■ VORGEGEBENER TEXT ■
==========
# Extremer RAM verbrauch



## ragosh (17. Dezember 2008)

Hi Leute,

Ich habe folgendes Problem:
Bei WoW, Firefox,..... steigert sich der verbrauch an RAM ins unendliche je länger ich es geöffnet habe.
Mein WoW braucht nach dem starten gleich mal 1 gig RAM und steigert sich, das gleiche bei den meisten andere Programmen, bei "nur" 2 gig Arbeitsspeicher, ruckelt mein PC ziemlich schnell heftig.
Auch die ladezeiten in WoW wenn ich mich einlogge sind endlos lange.
Kennt jmd eine lösung für das Problem?


----------



## Haggelo (17. Dezember 2008)

das soll jetzt kein flame sein ... aber versuchs mal im Pc-tech forum da kann man dir sicher eher helfen ...

kann dir nur sagen das wow viel ram braucht ...


----------



## Sylabeth (17. Dezember 2008)
==========
■ DATENSÄTZE ■
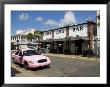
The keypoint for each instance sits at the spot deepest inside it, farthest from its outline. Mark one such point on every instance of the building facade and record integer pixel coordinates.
(20, 38)
(70, 39)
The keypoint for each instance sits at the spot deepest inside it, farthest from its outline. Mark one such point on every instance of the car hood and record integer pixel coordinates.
(35, 57)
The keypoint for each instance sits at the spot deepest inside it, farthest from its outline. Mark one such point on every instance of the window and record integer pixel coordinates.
(20, 53)
(17, 53)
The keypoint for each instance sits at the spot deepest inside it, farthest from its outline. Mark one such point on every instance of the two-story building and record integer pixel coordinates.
(72, 39)
(20, 38)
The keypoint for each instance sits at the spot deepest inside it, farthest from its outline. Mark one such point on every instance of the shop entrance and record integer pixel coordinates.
(78, 47)
(60, 47)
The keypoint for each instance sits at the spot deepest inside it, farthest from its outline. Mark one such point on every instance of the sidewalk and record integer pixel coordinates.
(76, 57)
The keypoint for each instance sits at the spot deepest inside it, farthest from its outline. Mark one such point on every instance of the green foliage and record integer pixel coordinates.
(30, 36)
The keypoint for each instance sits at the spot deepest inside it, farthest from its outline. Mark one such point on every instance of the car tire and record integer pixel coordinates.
(13, 60)
(26, 65)
(48, 66)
==========
■ AUFGABE A ■
Wie viel RAM braucht WoW laut dem Forenthread zum RAM-Verbrauch gleich nach dem Starten?
■ AUFGABE B ■
Gib aus dem Forenthread zum RAM-Verbrauch alles von „Mein WoW braucht“ bis hinunter zu „ziemlich schnell heftig.“ wortgetreu wieder.

■ VOLLSTÄNDIGE AUSGABE A ■
Gleich nach dem Starten braucht WoW 1 Gigabyte RAM.

■ VOLLSTÄNDIGE AUSGABE B ■
Mein WoW braucht nach dem starten gleich mal 1 gig RAM und steigert sich, das gleiche bei den meisten andere Programmen, bei "nur" 2 gig Arbeitsspeicher, ruckelt mein PC ziemlich schnell heftig.